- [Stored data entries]

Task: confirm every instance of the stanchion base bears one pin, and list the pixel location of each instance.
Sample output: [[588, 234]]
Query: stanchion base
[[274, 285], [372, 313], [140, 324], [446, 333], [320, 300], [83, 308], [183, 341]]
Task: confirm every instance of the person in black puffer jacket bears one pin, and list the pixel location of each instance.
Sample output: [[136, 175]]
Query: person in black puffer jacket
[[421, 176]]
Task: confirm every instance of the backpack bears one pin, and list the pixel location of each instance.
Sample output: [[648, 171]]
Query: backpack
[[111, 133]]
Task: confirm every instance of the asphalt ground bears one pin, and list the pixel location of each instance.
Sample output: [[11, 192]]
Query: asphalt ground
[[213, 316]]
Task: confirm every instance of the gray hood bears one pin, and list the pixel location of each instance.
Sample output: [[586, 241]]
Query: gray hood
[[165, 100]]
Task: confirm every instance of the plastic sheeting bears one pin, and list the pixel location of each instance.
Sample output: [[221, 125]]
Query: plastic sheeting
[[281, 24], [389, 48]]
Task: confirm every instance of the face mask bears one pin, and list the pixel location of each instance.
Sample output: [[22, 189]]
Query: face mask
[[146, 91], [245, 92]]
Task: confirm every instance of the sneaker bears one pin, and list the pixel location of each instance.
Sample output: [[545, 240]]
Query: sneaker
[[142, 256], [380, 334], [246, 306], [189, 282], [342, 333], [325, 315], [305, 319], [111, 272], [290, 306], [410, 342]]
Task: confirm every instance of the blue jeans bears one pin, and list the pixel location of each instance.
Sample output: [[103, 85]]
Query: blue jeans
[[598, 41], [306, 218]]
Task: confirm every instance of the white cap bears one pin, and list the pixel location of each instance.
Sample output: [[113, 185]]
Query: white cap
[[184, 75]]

- [ASSIGNMENT]
Word for word, copy the line containing "Task: confirm every instance of the gray" and each line after it to the end of the records, and nothing besides.

- [THE COMPLETED TASK]
Task: confirm every instance of the gray hood bears one pin, and list the pixel location of each instance.
Sample output: [[586, 241]]
Query: gray hood
[[165, 100]]
Task: confirm every instance of the plastic sheeting bears one pin, and list the pixel location of each instance.
Sample output: [[221, 125]]
Query: plastic sheeting
[[281, 24], [389, 48]]
Task: confirm every instance of the face mask bears one pin, and list the pixel location of each instance.
Sample output: [[22, 189]]
Query: face mask
[[146, 91], [245, 92]]
Task: confirm every instance of the sneaker bears one pin, and list the pixel location of each instance.
Sample output: [[545, 240]]
Query: sneaker
[[142, 256], [380, 334], [246, 306], [189, 282], [342, 333], [325, 315], [305, 319], [111, 272], [290, 306], [410, 342]]
Task: confirm every instance of the blue jeans bears one pin, and list the pixel location of each instance.
Sample output: [[103, 85]]
Query: blue jeans
[[598, 41], [306, 218]]
Task: confirm every instance of the white cap bears one pin, and list the pixel location of each instance.
Sample output: [[113, 185]]
Query: white cap
[[184, 75]]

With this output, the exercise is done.